--- TASK DETAILS ---
Retype the entries below exactly, dropping the images.
(LISTED RECORDS Opens)
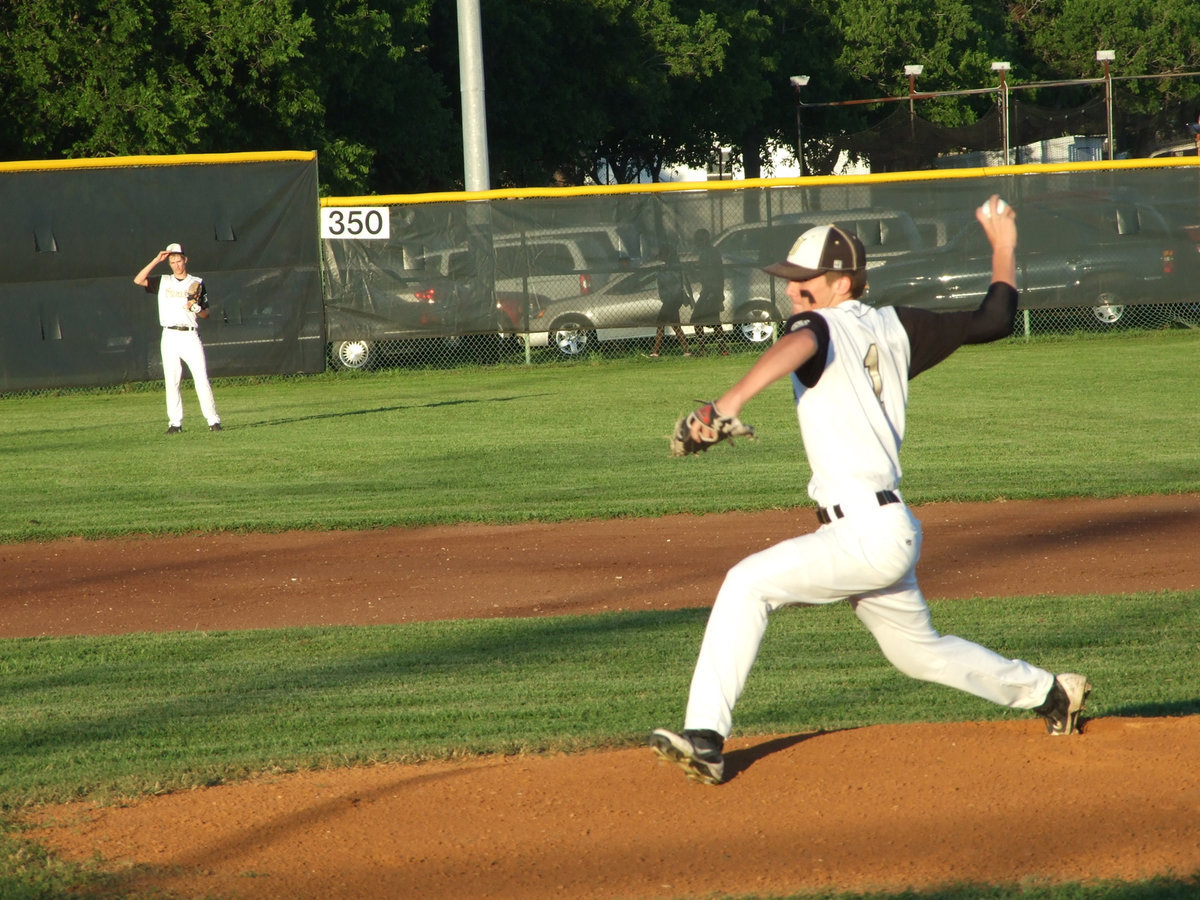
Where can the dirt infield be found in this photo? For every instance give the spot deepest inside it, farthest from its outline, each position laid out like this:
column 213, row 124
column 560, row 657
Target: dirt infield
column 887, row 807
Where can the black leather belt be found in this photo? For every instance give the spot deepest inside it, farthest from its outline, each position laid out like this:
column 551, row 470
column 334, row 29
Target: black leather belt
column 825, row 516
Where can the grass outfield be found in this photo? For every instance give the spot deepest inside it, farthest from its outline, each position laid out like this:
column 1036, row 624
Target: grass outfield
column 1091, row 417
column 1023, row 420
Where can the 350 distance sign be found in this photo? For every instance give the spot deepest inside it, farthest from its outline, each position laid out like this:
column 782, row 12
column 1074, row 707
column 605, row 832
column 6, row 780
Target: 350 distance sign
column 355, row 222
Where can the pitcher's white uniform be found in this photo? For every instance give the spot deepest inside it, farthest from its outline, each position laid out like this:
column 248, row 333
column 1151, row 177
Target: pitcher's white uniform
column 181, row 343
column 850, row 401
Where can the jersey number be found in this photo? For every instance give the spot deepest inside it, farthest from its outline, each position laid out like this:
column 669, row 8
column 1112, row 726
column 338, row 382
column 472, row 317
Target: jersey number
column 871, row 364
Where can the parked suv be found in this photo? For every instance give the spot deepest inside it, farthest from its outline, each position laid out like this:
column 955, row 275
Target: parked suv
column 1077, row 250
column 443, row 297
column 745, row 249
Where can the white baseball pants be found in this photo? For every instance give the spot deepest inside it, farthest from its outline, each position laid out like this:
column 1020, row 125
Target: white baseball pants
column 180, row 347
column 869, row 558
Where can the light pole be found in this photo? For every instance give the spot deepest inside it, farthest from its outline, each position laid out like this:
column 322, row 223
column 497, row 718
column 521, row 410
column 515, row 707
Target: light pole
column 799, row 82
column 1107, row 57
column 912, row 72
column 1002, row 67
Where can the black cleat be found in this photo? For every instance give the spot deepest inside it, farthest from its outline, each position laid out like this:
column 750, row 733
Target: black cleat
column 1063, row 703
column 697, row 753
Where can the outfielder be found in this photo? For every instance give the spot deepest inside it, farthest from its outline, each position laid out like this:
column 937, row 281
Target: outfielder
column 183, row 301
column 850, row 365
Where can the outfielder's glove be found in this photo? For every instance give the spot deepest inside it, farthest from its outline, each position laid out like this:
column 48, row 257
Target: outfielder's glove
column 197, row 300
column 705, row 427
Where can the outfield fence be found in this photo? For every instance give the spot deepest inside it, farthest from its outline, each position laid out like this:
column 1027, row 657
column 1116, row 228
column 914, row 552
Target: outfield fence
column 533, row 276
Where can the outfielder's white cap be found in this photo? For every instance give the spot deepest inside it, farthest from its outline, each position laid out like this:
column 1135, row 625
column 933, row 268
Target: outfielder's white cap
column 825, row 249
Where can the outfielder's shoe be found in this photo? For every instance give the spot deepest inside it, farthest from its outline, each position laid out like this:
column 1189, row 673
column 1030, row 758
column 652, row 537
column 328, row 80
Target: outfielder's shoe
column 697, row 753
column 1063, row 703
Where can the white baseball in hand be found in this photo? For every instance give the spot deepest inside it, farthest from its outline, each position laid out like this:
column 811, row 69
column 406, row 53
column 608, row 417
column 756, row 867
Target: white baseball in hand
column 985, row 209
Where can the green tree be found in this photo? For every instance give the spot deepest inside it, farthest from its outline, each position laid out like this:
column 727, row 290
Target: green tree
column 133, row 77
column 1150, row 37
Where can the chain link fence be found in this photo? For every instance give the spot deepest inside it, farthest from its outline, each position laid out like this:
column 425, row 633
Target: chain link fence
(LISTED RECORDS Closes)
--- EXPECTED ANSWER ---
Where can the dirt infield be found in this photo? For every instance give the spot deepest inside it, farthest from its outline, each position laid out like this:
column 213, row 124
column 560, row 657
Target: dirt infield
column 887, row 807
Where can the black leather belt be found in this photo? For every instance give the spot deepest inside it, farthest from its outline, each position laid out like this:
column 551, row 470
column 334, row 29
Target: black leather belt
column 825, row 516
Where can the grass outfield be found in this photo? For every instance give the spot deepest inside it, farthest from its outline, each position laid out like this:
column 1036, row 624
Target: grass outfield
column 1091, row 417
column 1023, row 420
Where can the 350 distance sign be found in this photo? For every instance give the spot deepest inside it, farthest from its outline, each position laid out like this:
column 782, row 12
column 1074, row 707
column 605, row 832
column 6, row 780
Target: 350 distance sign
column 355, row 222
Where can the pitcher's white uniform be found in this photo? For every instance give the spot deepest inside it, farthest from its outline, each position laid out like this:
column 248, row 333
column 1151, row 177
Target: pitcher's white uniform
column 181, row 343
column 850, row 401
Where can the jersey number be found in this photo? For every instance give the spot deepest inside it, farthest from its outline, each position laid out like this:
column 669, row 8
column 1112, row 726
column 338, row 382
column 472, row 317
Target: jersey number
column 871, row 364
Where can the parked suv be found in this photo? For every instance give the spot deepest inside it, farthest from its outline, each position laid out like this:
column 955, row 275
Target: parked suv
column 1077, row 250
column 443, row 297
column 745, row 249
Where can the white baseball pants be found in this photo? For every instance give the spot deepest inside it, farthest from its outline, each position laid out like this:
column 1020, row 125
Target: white baseball pants
column 180, row 347
column 869, row 558
Where can the light pole be found in this photo? For every instance give the spot deepest inside it, farthest from its outline, each position laid out like this:
column 322, row 223
column 497, row 718
column 521, row 410
column 515, row 707
Target: light pole
column 799, row 82
column 1107, row 57
column 912, row 72
column 1002, row 67
Where can the black cleat be found in this photo? For every instance give the spot deepest inside it, farthest from its outline, each position laid out like this:
column 750, row 733
Target: black cleat
column 1063, row 703
column 697, row 753
Where can the outfielder be found in this photo? For every instance give the spot deepest inside it, farthest from its outline, each position laid out like this:
column 937, row 281
Target: outfielder
column 183, row 301
column 850, row 365
Where can the outfielder's glove be found in this photo? For every instance give the spot deepest inside it, farthest from its outline, each position laid out like this:
column 48, row 257
Target: outfielder's glove
column 197, row 300
column 705, row 427
Where can the outfield fence be found in this photo? For every instance give the spot deepest inside it, farthest from its outline, each position laid out like this:
column 1027, row 657
column 1116, row 228
column 914, row 552
Target: outfield fence
column 533, row 276
Where can the outfielder's white cap be found in this photo? For every instance give the spot deepest inside it, farthest from its outline, each position laid out like this:
column 1135, row 625
column 933, row 268
Target: outfielder's white cap
column 825, row 249
Where can the outfielder's shoe be found in this photo? For every instance give the spot deepest inside it, farthest from its outline, each position laid out like this:
column 1189, row 673
column 1030, row 758
column 652, row 537
column 328, row 80
Target: outfielder's shoe
column 697, row 753
column 1063, row 703
Where can the white baseball in hand be found in this photo? For every instance give the spot deepest inside it, farthest from its outline, each position laid out like this:
column 811, row 69
column 406, row 53
column 608, row 417
column 756, row 867
Target: white baseball in hand
column 985, row 209
Where can the green tree be found in this photo? For every instance give the spot deepest inside it, farthest from its outline, each position laid out like this:
column 727, row 290
Target: green tree
column 133, row 77
column 1150, row 37
Where can the chain link fence be found in this photo? For every instance give the spot deepest inside it, farthest from its outline, each position laid out like this:
column 425, row 633
Target: chain link fence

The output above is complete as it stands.